_Work item_.
Exactly reproduce all the records, keeping pictures out of the copy.

━━━━━━━━━━━━━━━━━━━━

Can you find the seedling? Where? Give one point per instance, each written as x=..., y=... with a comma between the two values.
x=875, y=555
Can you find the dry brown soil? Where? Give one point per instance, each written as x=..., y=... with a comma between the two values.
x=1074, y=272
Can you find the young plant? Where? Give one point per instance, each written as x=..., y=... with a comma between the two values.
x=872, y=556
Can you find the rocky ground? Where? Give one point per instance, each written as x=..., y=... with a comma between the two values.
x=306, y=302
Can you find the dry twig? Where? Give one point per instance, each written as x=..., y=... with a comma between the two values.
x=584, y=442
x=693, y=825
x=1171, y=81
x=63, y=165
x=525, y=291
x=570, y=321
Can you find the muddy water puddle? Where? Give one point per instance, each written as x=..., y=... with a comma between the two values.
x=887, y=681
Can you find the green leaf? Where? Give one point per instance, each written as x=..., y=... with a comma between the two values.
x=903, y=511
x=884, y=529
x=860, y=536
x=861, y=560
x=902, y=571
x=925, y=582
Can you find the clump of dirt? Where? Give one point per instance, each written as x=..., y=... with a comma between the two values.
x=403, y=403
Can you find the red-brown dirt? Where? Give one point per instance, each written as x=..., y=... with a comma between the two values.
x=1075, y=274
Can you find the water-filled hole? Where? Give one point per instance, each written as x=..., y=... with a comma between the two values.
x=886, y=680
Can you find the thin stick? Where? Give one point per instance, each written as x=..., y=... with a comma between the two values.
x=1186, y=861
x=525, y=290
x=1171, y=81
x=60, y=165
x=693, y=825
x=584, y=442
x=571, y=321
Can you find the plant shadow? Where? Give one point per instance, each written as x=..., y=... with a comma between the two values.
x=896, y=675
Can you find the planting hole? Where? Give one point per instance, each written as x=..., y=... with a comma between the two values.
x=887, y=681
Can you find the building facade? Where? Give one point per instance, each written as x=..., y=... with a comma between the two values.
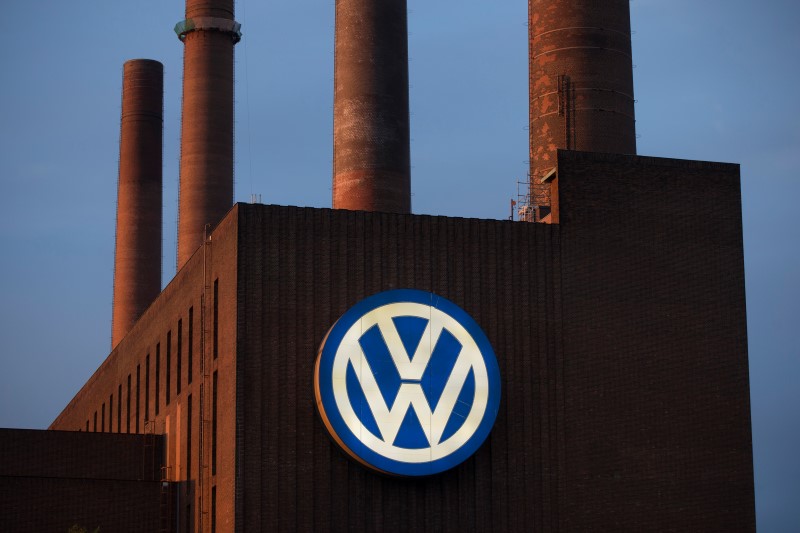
x=619, y=332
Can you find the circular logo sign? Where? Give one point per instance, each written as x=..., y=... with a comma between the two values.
x=407, y=383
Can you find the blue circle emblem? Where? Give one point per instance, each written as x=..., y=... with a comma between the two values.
x=407, y=383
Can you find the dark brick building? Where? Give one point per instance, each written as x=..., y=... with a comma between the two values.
x=619, y=331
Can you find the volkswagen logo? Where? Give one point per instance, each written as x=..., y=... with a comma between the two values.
x=407, y=383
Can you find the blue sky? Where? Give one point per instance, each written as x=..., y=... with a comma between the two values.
x=715, y=80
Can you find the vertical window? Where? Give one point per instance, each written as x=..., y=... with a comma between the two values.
x=178, y=362
x=158, y=374
x=147, y=387
x=214, y=424
x=214, y=509
x=169, y=362
x=128, y=406
x=215, y=338
x=188, y=438
x=119, y=409
x=190, y=345
x=137, y=398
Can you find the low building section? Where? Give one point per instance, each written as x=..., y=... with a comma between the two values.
x=54, y=480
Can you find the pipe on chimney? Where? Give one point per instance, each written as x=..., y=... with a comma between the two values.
x=581, y=82
x=209, y=34
x=137, y=255
x=371, y=154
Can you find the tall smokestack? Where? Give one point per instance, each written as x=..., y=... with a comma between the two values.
x=137, y=257
x=206, y=176
x=371, y=162
x=581, y=82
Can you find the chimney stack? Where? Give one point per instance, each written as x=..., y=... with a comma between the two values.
x=371, y=154
x=209, y=33
x=581, y=83
x=137, y=257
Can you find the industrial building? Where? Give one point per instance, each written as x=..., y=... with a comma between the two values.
x=615, y=307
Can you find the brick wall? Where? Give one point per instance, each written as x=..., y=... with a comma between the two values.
x=655, y=368
x=52, y=480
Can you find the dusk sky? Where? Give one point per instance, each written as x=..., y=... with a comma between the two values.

━━━━━━━━━━━━━━━━━━━━

_Response to this task_.
Can you find the seedling? Where? Give one point per instance, each written as x=..., y=... with a comma between the two values.
x=875, y=555
Can you find the dry brown soil? Where? Give one point per instance, each written as x=..., y=... with a comma between the two values.
x=1074, y=272
Can you find the young plant? Where? Give one point per instance, each written as x=..., y=... with a comma between the two values.
x=872, y=556
Can you find the rocky ground? Where? Give one point per instance, each written as x=..., y=... with a comma between the two values.
x=306, y=302
Can you find the dry twig? Where? Give one point per instance, each written as x=..., y=... with a comma between the two values.
x=584, y=442
x=693, y=825
x=1171, y=81
x=63, y=165
x=525, y=291
x=570, y=321
Can you find the muddy water puddle? Where? Give one point per instance, each written as x=..., y=... with a comma between the two values.
x=887, y=681
Can you find the green leaf? Where? Give one point per instance, each written as x=..., y=... with a comma between the two values.
x=903, y=511
x=884, y=529
x=860, y=536
x=861, y=560
x=902, y=571
x=925, y=582
Can you find the clump of dirt? Where? Give one point per instance, each written as x=..., y=... with a comma between the two values.
x=403, y=403
Can you find the red-brown dirt? Where? Give one point per instance, each written as x=..., y=... with a comma between the two values.
x=1075, y=274
Can you find the water-filled hole? Where? Give one point per instance, each written as x=..., y=... with a comma between the two values.
x=886, y=680
Can you find the thin stick? Where? Give one point per instance, each written as x=..., y=... with a comma between the two values.
x=1186, y=861
x=525, y=290
x=1171, y=81
x=60, y=165
x=693, y=825
x=584, y=442
x=571, y=321
Can you find the plant shadow? Where? Give one point per instance, each written as x=..., y=... with a comma between the two values.
x=896, y=675
Can you find the planting hole? Where? Give one point per instance, each written as x=..., y=... with a comma between the two values.
x=887, y=681
Can you find the building facade? Where? Give one point per instance, each written as x=..., y=... with a comma between the two values.
x=619, y=332
Can you find the circular logo sign? Where? Give one point per instance, each written as x=..., y=... with a comma between the two values.
x=407, y=383
Can you find the blue circle emblem? Where? Give one point per instance, each written as x=..., y=... with a comma between the two values.
x=407, y=383
Can you find the dark brick building? Where? Give one point per instance, each written as x=..., y=... with a comma between the two values.
x=619, y=331
Can you find the volkswagen logo? Where? Give one point per instance, each written as x=..., y=... with a comma between the two values.
x=407, y=383
Can you find the blue sky? Where? Give one point per instance, each written as x=..., y=... with a comma between the two values.
x=715, y=80
Can you find the vertical window? Where? Give one point per instance, each written as x=..., y=... with a comma between the two values.
x=178, y=362
x=158, y=374
x=147, y=387
x=214, y=424
x=214, y=509
x=169, y=362
x=128, y=406
x=215, y=338
x=188, y=438
x=119, y=409
x=190, y=345
x=137, y=398
Can you find the low building section? Where? Give one point per instance, each written as x=..., y=... with a comma between the two values.
x=54, y=480
Can you find the pipe on chimney? Where? Give one point per instance, each written as x=..., y=... with a comma between the two values.
x=581, y=82
x=209, y=34
x=137, y=255
x=371, y=154
Can you find the tall smokestack? Where? Give one point per instance, each written as x=..., y=... with a comma between the two values.
x=137, y=257
x=206, y=176
x=371, y=162
x=581, y=82
Can you find the chimney stack? Where? Give one point per instance, each written as x=..., y=... with a comma between the two values.
x=371, y=154
x=209, y=33
x=581, y=83
x=137, y=257
Can you find the industrial building? Where? Give one point per instance, each written as x=..., y=... with a comma between the two values.
x=615, y=307
Can you find the brick wall? Where? Give one point per instance, each written as x=..., y=... with a comma between the two values.
x=655, y=368
x=52, y=480
Can you find the dusk sky? Where? Give one point per instance, each written as x=..., y=... with a comma between the two values.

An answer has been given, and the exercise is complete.